Romney turned and started running to safety in the video.

Several Republicans said seeing and listening to the footage presented on Wednesday was moving.

Romney said “It was obviously very troubling to see the great violence that our Capitol Police and others were subjected to. It tears at your heart and brings tears to your eyes. That was overwhelmingly distressing and emotional.”

When asked if he knew how close to danger he was that day, he said he did not know until the footage shown at the trial, and was looking forward to thanking Goodman “when I next see him.”

U.S. Capitol Police Officer Eugene Goodman watches never-before-seen security footage of rioters storming the Capitol on Jan. 6, during the second day of former President Donald Trump's second impeachment trial on Wednesday. Goodman, who has been lauded as a hero, warned Sen. Mitt Romney, R-Utah, the rioters were headed his way. Goodman also directed the mob away from the Senate chamber and toward other officers.

Sen. Lisa Murkowski, R-Alaska, stated: “I’m angry, I’m disturbed, I’m sad. We lived it once and that was awful. And we’re now reliving it with a more comprehensive timeline. … The evidence that has been presented thus far has been pretty damning.”

Murkowski and Romney were among the six senators who voted that the trial was constitutional, rejecting Trump’s defense team’s argument.

Some Republicans are moved, but hurdles remain for conviction

Some Republican senators said they were moved by watching the House impeachment managers’ presentation on Wednesday, but prosecutors still have to convince 17 Republicans to side with all Democrats and independents to vote for conviction.

▸ Given request
Please continue the news report on Trump's second impeachment trial, starting after its last sentence.

▸ Data shown
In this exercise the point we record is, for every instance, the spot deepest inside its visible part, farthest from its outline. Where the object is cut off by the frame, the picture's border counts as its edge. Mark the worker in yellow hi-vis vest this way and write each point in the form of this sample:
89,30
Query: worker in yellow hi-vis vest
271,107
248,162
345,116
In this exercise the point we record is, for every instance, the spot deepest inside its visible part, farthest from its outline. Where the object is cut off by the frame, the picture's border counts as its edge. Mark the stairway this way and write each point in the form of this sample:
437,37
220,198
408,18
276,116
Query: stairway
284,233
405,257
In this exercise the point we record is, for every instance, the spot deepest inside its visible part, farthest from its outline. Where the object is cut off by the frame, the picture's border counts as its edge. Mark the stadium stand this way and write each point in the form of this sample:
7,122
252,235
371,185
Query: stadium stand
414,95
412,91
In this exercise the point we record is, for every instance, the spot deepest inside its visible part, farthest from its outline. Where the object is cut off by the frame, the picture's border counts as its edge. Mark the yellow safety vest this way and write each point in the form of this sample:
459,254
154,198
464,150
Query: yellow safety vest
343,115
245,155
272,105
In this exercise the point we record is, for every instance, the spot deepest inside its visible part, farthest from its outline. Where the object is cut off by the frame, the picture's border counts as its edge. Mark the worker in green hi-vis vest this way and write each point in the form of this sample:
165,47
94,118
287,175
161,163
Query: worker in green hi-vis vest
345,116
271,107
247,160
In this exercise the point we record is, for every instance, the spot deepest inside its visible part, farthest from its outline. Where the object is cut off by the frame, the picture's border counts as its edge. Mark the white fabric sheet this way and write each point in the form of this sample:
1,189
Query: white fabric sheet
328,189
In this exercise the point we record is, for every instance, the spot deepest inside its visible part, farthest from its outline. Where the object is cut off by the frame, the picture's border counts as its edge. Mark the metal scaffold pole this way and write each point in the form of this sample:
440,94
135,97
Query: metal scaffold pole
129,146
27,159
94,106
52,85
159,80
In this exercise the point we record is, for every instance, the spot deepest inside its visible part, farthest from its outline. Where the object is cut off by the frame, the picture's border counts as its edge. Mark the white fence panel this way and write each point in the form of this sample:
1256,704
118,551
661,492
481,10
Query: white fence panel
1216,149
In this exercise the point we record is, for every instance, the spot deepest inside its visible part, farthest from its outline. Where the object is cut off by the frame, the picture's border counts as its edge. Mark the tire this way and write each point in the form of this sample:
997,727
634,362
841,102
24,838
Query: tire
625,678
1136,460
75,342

▸ Exercise answer
During a break, Sen. Susan Collins, R-Maine, said the managers’ case was “riveting” and it “reinforces my belief that it was a terrible day for our country.”

Sen. Bill Cassidy, R-La., the one surprise GOP vote Tuesday to continue the trial, said the managers’ presentation was “very powerful.”

Heads in hands, a whisper, a sigh:Senators react as violent footage of Capitol riot plays

Sen. Lankford, R-Okla., who voted against continuing the trial on Tuesday, got emotional at one point during the footage on Wednesday and said seeing the videos brought back the memories of that day.

“There’s a lot of emotion,” he said. “It’s tough to be able to walk through that. That was a horrible day for the entire country.”

Sen. Lindsey Graham, R-S.C., however, said he thought the impeachment managers’ presentation was hypocritical.

“I think there’s more votes for acquittal after today than there was yesterday,” Graham told reporters.

Prosecutors: Trump laid the groundwork for violent attack

House impeachment managers argued on Wednesday that Trump began to galvanize his supporters to show up on Jan. 6, the day Congress was set to count the Electoral College votes right after the 2020 presidential election was called.

Swalwell said that by the middle of December, the Trump campaign was spending $50 million in ads to drum home the message that they had to “stop the steal,” and convincing his supporters that the election had been rigged in favor of now-President Joe Biden. That stopped after Jan. 6, Swalwell said.

Trump amplified that message with his own appeals in numerous tweets that mentioned Jan. 6, Swalwell argued. Swalwell showed a Dec. 26 tweet from Trump in which he said Trump implored his followers to act: “History will remember. Never give up. See everyone in D.C. on January 6.”

Prosecutors went further to argue that Trump’s “big lie” that the election would be unfair to Republicans stretched back to months before the election, laying the groundwork for Trump supporters to believe falsehoods and become incited to anger and even violence.

Del. Stacey Plaskett, who represents the Virgin Islands, said Trump cultivated violence for months. She used the example of an incident in Texas when a caravan of Trump supporters in vehicles tried to run a Biden-Harris campaign bus off a highway, with one truck sporting Trump flags ultimately colliding with a Biden-Harris volunteer’s car.

Trump “made light” of the event, Plaskett said, by retweeting the video with a fight song and exclaiming “I LOVE TEXAS!” After the FBI announced an investigation into the incident, Trump tweeted: “In my opinion, these patriots did nothing wrong.”

“Engaging in violence for him made them patriots to Donald Trump,” Plaskett said.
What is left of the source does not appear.